GIVEN REQUEST A: Return the lines of the saved data entries below without any change, from the line with "Check that each instance of the dappled" up to and including the last line of the entries.

The old city of Bruges was rediscovered by French and English tourists
in the XIXth century and is today heavily loaded by mass tourism.
In 1970, the municipality of Bruges absorbed the neighbouring
municipalities of Assebroek, Dudzele, Koolkerke, Lissewege, Sint
Andries, Sint Kruis and Sint Michiels.
The name of Bruges comes from old Icelandic Brucciam, meaning pier;
the city was mentioned for the first time in a text dated 892. Bruges
was then an earth fortress built between the two arms of river Reie by
Count Baudouin I of Flanders against the Norseman invaders. Once the
Norsemen were expelled from the area, the city developed and the Count
attracted merchants. In the XIth and XIIth century, the high tides of
the North Sea could reach the city.
From 1180 onwards, the sea opened the New Zwin channel and reached the
city later called Damme. The Count of Flanders built there the first
lock in Europe. Bruges was linked to Damme by a canal diverted from the
Reie. Goods were transshiped in Damme, and later in Sluis, located on the Zwin (today in the Netherlands).

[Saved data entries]

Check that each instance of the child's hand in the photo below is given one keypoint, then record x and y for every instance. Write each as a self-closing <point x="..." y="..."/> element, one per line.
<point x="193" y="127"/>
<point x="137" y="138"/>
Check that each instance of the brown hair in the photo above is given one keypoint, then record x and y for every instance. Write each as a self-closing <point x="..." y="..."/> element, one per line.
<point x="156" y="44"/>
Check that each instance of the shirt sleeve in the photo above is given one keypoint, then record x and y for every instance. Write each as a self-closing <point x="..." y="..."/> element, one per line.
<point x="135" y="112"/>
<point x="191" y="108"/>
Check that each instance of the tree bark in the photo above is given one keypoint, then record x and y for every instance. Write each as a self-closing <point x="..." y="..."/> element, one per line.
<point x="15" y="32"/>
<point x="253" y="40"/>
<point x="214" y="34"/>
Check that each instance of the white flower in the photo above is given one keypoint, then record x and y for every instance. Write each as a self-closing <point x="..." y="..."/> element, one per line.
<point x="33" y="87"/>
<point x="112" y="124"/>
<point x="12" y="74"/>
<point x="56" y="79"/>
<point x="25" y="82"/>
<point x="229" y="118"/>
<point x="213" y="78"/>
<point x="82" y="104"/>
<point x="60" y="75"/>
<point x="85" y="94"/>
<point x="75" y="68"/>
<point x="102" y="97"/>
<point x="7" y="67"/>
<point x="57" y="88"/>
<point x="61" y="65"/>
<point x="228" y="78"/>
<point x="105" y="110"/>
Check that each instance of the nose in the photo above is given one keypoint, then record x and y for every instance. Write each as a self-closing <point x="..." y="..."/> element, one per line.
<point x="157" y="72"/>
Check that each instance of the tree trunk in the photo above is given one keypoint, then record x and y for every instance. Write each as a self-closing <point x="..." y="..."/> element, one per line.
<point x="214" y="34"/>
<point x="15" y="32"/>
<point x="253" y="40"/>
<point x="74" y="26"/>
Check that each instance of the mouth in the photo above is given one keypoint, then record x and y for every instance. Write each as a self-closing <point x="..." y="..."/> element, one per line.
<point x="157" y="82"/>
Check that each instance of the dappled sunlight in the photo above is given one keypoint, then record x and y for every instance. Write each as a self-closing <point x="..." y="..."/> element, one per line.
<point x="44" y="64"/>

GIVEN REQUEST B: Retype the passage of the Bruges history text above word for word, from "In 1970, the" up to and including "and Sint Michiels.".

EXERCISE RESPONSE A:
Check that each instance of the dappled sunlight in the photo above is given one keypoint, then record x and y for every instance. Write each as a self-closing <point x="..." y="..."/> element, one per line.
<point x="44" y="64"/>

EXERCISE RESPONSE B:
In 1970, the municipality of Bruges absorbed the neighbouring
municipalities of Assebroek, Dudzele, Koolkerke, Lissewege, Sint
Andries, Sint Kruis and Sint Michiels.